**Texte**
━━━━━━━━━━━━━━━━━━━━━━━━━━━━━━

Je me pose la question de l'engagement dans ma vie. Où ? Et à quoi ? Une question d'ordre politique. Loin de ce qui consiste à mettre des rustines sur une roue déjà bien trop crevée et loin d'une vision de l'actualité : une vision de la vie. Le cinéma me donne la voix pour l'exprimer.
Actusf : Comment es-tu tombé sur la nouvelle de Stéphane BEAUVERGER ? Quelle a été ta réaction en la lisant ?
Benjamin Mayet : Je l'ai trouvé à la Fnac en tête de gondole : faut reconnaître qu'aux Halles ils savent être pointus et qu'ils ont de très bons vendeurs. Appel d'Air(le recueil dans lequel apparaît « SÉCURITÉ/IMPUNITÉ ») était bien mis en valeur dans le rayon. 4éme de couv' : « 30 écrivains de science-fiction, 30 short stories pour s'interroger au lendemain des présidentielles, sur notre futur... et notre présent »
Je découvre ce livre juste après les élections alors que je sens un décalage entre le monde décrit par les candidats et celui dans lequel je vis. Aucune des questions soulevées ne m'appartiennent. Je me sens géré par des gens qui ne sont rien pour moi : ils font juste parti des meubles. Je me sens contrôlé.
« SÉCURITÉ/IMPUNITÉ » fait violemment écho à cette problématique. Envie de jeter le livre par la fenêtre. Je suis en colère de sentir qu'il a raison et d'avoir l'impression que personne ne l'entend !
Actusf : Qu'est-ce qui t'a donné envie d'en faire un court-métrage ?

En lisant la nouvelle de Stéphane, je découvrais des similitudes avec l'écriture et les thématiques d'Alain. Ça m'a amené à lire « Le Déchronologue » (4° roman de Stéphane, publié aux éditions La Volte, ainsi nommé d'après le groupuscule anarchiste de « La zone du dehors »...). En relisant ensuite les romans d'Alain, je voyais une ligne commune se dégager et la nouvelle de Stéphane, de part son format concentré, me permettait de l'exprimer.
Ce qui me fascine dans le cinéma, c'est son analogie avec le rêve où sons, images et sensations donnent un résultat supérieur à la somme des forces en présence. On comprend, on sait, on sent des choses sans qu'elles soient expliquées : seulement exposées. Le vecteur cinéma me permettait d'exposer le danger représenté par le consensus et l'urgence de notre réaction face à la perte de notre liberté. Et la voix-off de la nouvelle me permettait d'exprimer ces idées de manière assez ambiguë : c'est le Milicien, dont on entend les pensées, qui est le plus libre des deux protagonistes, le plus conscient.
Actusf : Comment vas-tu t'y prendre pour l'adapter ? Quelles sont les étapes avant le tournage ?

━━━━━━━━━━━━━━━━━━━━━━━━━━━━━━

**Consigne**
Modifiez l'extrait de l'entretien qui commence à « Je découvre ce » et se termine à « me sens contrôlé. » en y remplaçant « contrôlé » par « surveillé ». Les données n'ont aucun rapport avec l'entretien.

**Données sources**

━━━━━━━━━━━━━━━━━━━━━━━━━━━━━━

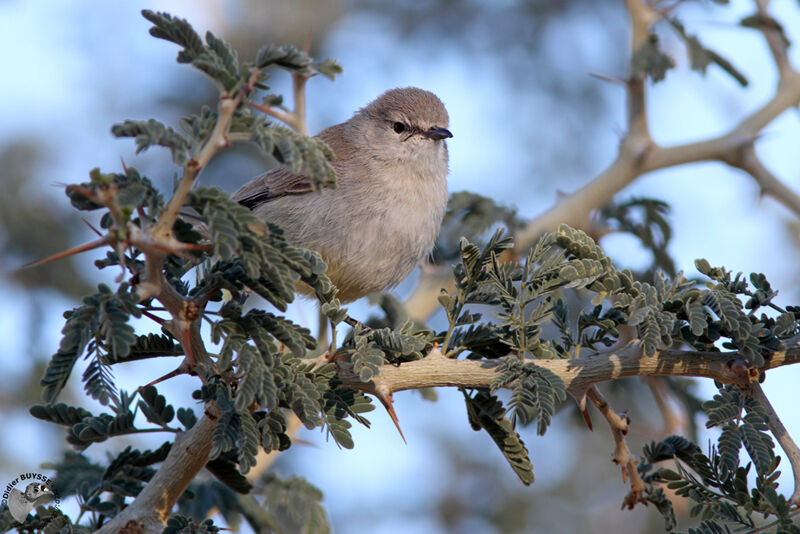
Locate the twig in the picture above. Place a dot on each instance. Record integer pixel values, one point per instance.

━━━━━━━━━━━━━━━━━━━━━━━━━━━━━━

**Résultat**
Je découvre ce livre juste après les élections alors que je sens un décalage entre le monde décrit par les candidats et celui dans lequel je vis. Aucune des questions soulevées ne m'appartiennent. Je me sens géré par des gens qui ne sont rien pour moi : ils font juste parti des meubles. Je me sens surveillé.